• Problem 1: In the newsletter on spares, at what age did the writer start wearing glasses?
• Problem 2: In the newsletter on spares, why did the writer not want to keep wearing prescription sunglasses indoors for the week? Answer in one to three sentences.
• Problem 3: Reproduce the passage of the newsletter on spares that begins at the words "I hadn’t had" and stops after "had them alright!".

Begin Text excerpt

Guardarrr #27: The spares and the just-in-case

Esta es la versión inglesa de mi boletín, puedes encontrar el mismo texto en castellano aquí.


I am to have less. My life is easier if I have one handkerchief in use, one lip balm, one cleaning cloth for my glasses, one pen, one hand cream … and one pair of glasses.

I know there are people out there (hi, mom!) for whom it is easier to have numerous duplicates in all strategic locations – on the nightstand, on the desk, in the kitchen, in the bathroom, in the handbag, in the car – so as not to have to carry that unique object from one place to another constantly. I understand the argument but having 3 lip balms, 5 open hand creams and 4 pairs of glasses overwhelms me. Having only one thing when possible is the easiest thing for me.

Having more (hello, Christmas!) gives me a tremendous desire to use them up or re-gift as soon as possible just to return to that magical equilibrium of one.

It is not a spares problem. When I know that I will use it in the future, after finishing the current one, it fills me with pride and joy to be a respectable adult who is not going to run out of dish soap, toothpaste or toilet paper. But, please, don’t make me decide on how to rotate things of very similar utility (and do not give me scarves, I already have a problem deciding which to wear).

And so I lived until life decided to broaden my horizons and teach me something new.

I was in front of my computer one morning, prepared for a nice day of working from home, when, while cleaning my glasses, the frame was suddenly broken and I had a loose lens in my hand. Ah!

I have been wearing glasses since I was 3 years old, I have a glorious combination of far-sightedness and astigmatism which makes an analog life without glasses at medium distances and sizes possible while small (reading, writing, drawing, sewing) and digital, no matter what the screen size, is difficult.

At 7 and at 30.

Well, I proceeded to postpone all the work and went to an optician where they increased my prescription and I ordered a new pair of glasses. I also realized that, even after all these years of sustainability concerns, I do not apply them to glasses. I keep choosing them as if they were my first, just by the color and shape, without asking what of, where and by whom they are made. I ordered all the protective layers, dropped all my money, and was told that I would get them within a week.

It was only when I got back home and sat in front of my computer that I realized the key question that I had not asked: how do I live a week without glasses?

I hadn’t had my glasses break since kindergarten. In adulthood I had bought the next ones with the previous glasses still in use. I was not prepared for this.

I tossed some Sugru onto the old glasses and left it to set, although without much hope that it would work out properly. Like so:

I spent that first afternoon working with my prescriptions sunglasses on. They are fine outdoors, but this experience left me with no desire to continue wearing them indoors for a week. Polarized lenses are not optimal for digital screens, obviously.

I managed to do everything with the sugru-ed old glasses the next day. They collapsed just as the day’s work was done at 18:30. That was the moment to go back to the optician and ask for miracles … and they had them alright!

End Text excerpt
Begin Recorded information

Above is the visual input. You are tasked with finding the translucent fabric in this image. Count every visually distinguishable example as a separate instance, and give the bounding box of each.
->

End Recorded information

• Correct output 1: At 3 years old.

• Correct output 2: The sunglasses were fine outdoors, but their polarized lenses are not optimal for digital screens. After one afternoon of working in them, the writer had no desire to keep wearing them indoors for a week.

• Correct output 3:
I hadn’t had my glasses break since kindergarten. In adulthood I had bought the next ones with the previous glasses still in use. I was not prepared for this.

I tossed some Sugru onto the old glasses and left it to set, although without much hope that it would work out properly. Like so:

I spent that first afternoon working with my prescriptions sunglasses on. They are fine outdoors, but this experience left me with no desire to continue wearing them indoors for a week. Polarized lenses are not optimal for digital screens, obviously.

I managed to do everything with the sugru-ed old glasses the next day. They collapsed just as the day’s work was done at 18:30. That was the moment to go back to the optician and ask for miracles … and they had them alright!